*Exercise task:* In the necklace bead problem, how many possible necklaces does the stated answer give?

*Excerpt provided:*
════════════════════
A necklace is made up of 3 beads of one color and 6 beads of another color A necklace is made up of 3 beads of one color and 6 beads of another color beads of same color are identical the number of necklace that are possible ?
I have attempted the question in this way :
there are total 9 places and in which 3 objects of one kind and 6 objects of other kind are repeating so number of ways would be $\frac{9!}{3!.6!}$ = 84  which turns out to be a wrong answer when i inspected so please help me where I am wrong.
answer given is 7 possible necklaces
 A: Necklaces may be rotated (and sometimes mirrored, although technically that's a bracelet). So the same necklace can be made from different choices of where to place the three beads.
════════════════════
*Raw records:*
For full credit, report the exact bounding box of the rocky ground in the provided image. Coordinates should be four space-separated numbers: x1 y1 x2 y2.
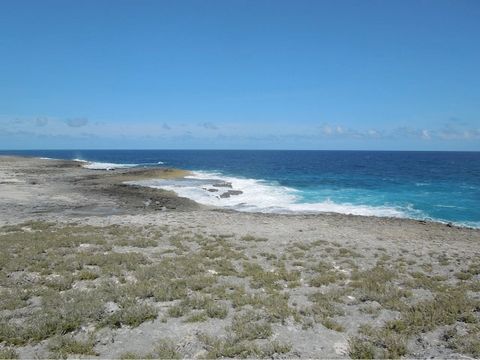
0 157 480 358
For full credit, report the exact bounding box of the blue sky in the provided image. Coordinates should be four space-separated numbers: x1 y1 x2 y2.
0 0 480 151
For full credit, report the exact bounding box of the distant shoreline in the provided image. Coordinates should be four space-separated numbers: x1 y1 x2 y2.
0 155 480 233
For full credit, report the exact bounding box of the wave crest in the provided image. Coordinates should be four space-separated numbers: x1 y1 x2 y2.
127 171 407 217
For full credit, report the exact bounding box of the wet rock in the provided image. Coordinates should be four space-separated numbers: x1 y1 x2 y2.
220 190 243 199
212 181 232 189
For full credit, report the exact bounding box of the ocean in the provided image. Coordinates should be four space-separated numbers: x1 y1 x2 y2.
0 150 480 228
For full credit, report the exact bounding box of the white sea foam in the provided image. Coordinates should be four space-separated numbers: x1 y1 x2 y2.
127 171 407 217
74 159 138 170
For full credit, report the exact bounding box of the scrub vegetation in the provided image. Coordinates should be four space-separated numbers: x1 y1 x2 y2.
0 222 480 359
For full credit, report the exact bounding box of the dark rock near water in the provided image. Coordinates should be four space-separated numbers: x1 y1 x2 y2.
212 181 232 189
203 188 218 192
220 190 243 199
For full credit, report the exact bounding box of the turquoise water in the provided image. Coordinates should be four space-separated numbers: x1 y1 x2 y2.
1 150 480 227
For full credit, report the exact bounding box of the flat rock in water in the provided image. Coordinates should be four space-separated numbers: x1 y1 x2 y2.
220 190 243 199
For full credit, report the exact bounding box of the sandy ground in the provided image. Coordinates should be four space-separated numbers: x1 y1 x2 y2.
0 157 480 358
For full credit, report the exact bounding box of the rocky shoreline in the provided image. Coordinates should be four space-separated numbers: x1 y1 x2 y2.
0 157 480 358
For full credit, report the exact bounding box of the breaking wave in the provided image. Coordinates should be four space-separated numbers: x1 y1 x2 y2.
127 171 411 218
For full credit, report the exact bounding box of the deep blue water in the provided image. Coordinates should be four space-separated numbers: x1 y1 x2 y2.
0 150 480 227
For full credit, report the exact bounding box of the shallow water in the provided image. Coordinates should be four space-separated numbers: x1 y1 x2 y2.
0 150 480 227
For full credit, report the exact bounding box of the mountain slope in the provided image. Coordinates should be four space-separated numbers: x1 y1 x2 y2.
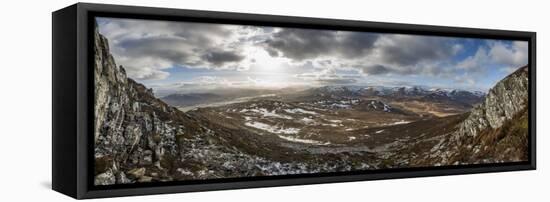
408 67 529 165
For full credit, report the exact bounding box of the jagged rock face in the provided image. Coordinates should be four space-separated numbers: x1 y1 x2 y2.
94 25 185 185
423 67 529 165
455 67 529 142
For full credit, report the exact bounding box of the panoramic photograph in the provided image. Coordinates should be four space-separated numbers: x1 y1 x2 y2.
93 17 529 185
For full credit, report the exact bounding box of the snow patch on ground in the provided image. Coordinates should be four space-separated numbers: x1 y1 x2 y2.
285 108 317 115
301 117 315 124
240 108 292 119
244 121 300 134
278 135 330 145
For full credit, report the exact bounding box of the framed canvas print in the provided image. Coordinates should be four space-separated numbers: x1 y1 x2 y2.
52 3 536 198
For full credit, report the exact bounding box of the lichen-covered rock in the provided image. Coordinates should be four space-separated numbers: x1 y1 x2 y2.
94 170 116 185
427 66 529 165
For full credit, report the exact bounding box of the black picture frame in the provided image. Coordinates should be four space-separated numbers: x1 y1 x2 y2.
52 3 536 199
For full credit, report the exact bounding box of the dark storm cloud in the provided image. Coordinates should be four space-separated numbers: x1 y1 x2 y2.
266 28 335 60
100 19 248 80
340 32 379 58
265 28 378 61
377 35 460 66
360 65 393 75
202 51 244 66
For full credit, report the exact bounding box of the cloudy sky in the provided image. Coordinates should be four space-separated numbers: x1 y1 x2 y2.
97 18 528 92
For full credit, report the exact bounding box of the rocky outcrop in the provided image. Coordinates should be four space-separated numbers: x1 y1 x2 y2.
424 67 529 165
94 23 198 185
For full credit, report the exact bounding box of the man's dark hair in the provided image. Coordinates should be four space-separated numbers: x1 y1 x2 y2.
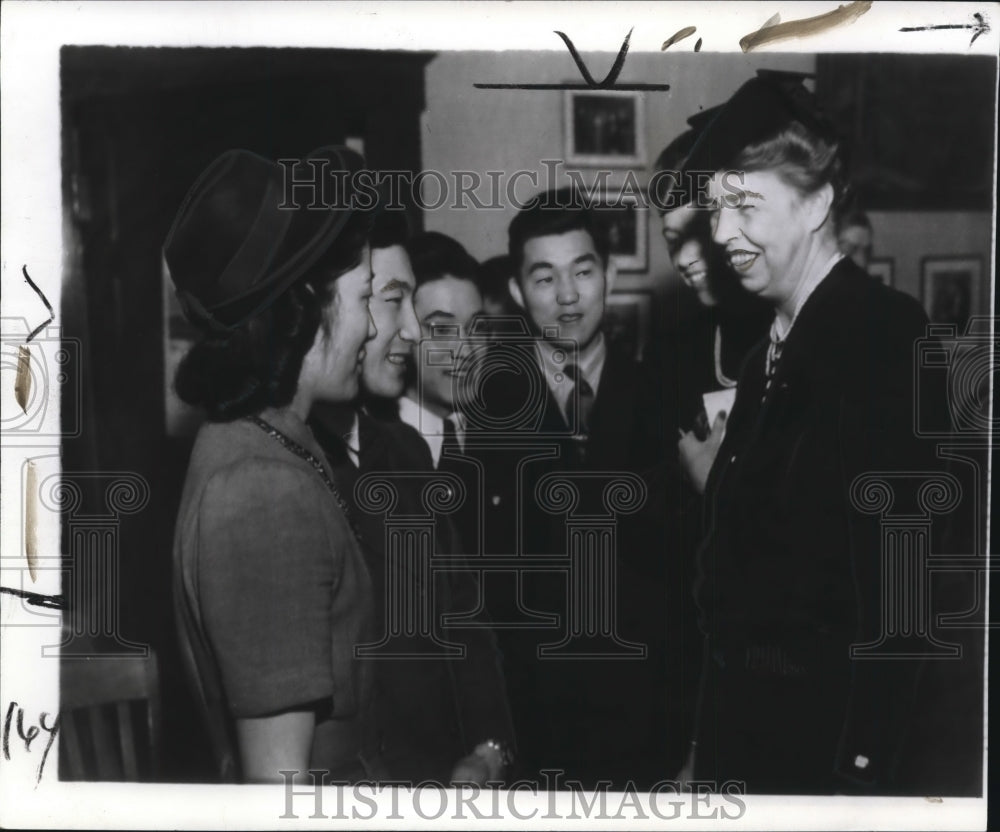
507 188 610 280
406 231 479 289
476 254 520 313
371 209 410 249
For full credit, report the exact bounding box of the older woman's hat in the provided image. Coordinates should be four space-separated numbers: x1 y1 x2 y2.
163 146 364 334
684 70 837 173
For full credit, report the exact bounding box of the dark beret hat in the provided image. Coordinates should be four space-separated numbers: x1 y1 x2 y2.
163 146 374 333
684 70 837 173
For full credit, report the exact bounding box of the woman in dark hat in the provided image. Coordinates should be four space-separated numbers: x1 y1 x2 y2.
654 130 773 493
164 148 378 782
653 130 773 772
685 76 952 794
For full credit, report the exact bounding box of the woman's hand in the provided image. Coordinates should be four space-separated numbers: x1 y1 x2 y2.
674 743 695 792
451 743 504 786
236 711 316 783
677 410 726 494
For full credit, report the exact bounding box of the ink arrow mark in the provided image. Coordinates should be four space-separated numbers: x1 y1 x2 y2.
899 12 990 46
473 28 670 92
21 265 56 344
556 27 635 90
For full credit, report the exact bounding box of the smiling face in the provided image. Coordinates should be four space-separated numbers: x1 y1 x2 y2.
709 170 822 306
662 205 719 306
413 275 483 416
510 228 607 351
297 247 377 404
361 246 420 399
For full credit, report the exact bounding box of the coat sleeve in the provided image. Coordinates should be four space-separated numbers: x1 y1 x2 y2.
197 460 353 717
444 562 515 751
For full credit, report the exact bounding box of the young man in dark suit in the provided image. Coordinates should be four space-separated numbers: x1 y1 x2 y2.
470 191 683 788
310 213 513 785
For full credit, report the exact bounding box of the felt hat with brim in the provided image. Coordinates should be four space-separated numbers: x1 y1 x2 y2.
163 146 375 334
683 70 838 175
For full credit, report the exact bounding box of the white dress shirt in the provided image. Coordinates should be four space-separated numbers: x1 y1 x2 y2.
535 332 608 419
399 396 465 468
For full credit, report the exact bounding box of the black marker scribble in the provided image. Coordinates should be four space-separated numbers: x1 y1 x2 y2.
21 265 56 344
0 586 66 610
3 702 59 784
473 29 670 92
899 12 990 46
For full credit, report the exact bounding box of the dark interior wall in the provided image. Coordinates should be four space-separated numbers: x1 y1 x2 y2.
61 47 429 780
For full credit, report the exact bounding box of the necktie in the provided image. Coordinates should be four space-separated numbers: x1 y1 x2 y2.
438 416 462 470
565 364 596 439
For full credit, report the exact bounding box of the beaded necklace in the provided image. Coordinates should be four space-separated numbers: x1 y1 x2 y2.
715 324 736 388
246 416 361 540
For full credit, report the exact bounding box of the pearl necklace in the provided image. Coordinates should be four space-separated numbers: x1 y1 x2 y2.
715 324 736 388
246 416 361 540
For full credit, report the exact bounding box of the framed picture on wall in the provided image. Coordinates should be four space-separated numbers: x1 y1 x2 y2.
868 257 895 286
563 90 646 167
591 186 649 272
604 292 653 361
920 255 983 332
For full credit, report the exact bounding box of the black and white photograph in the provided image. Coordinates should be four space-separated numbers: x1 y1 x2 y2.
0 0 1000 829
565 90 646 167
868 257 895 286
604 292 652 361
591 186 649 273
922 256 983 330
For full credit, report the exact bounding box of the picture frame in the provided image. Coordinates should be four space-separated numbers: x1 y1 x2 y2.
868 257 896 287
563 90 646 168
590 184 649 274
920 255 983 332
604 292 653 361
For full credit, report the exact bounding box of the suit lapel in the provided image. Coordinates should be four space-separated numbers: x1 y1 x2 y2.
587 348 643 465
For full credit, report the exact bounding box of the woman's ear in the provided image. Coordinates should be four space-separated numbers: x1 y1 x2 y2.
507 277 524 309
805 182 833 231
604 255 618 298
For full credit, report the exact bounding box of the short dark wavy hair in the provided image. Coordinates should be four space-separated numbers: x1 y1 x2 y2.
174 206 373 422
731 121 853 224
════════════════════
*Reply to the exercise:* 7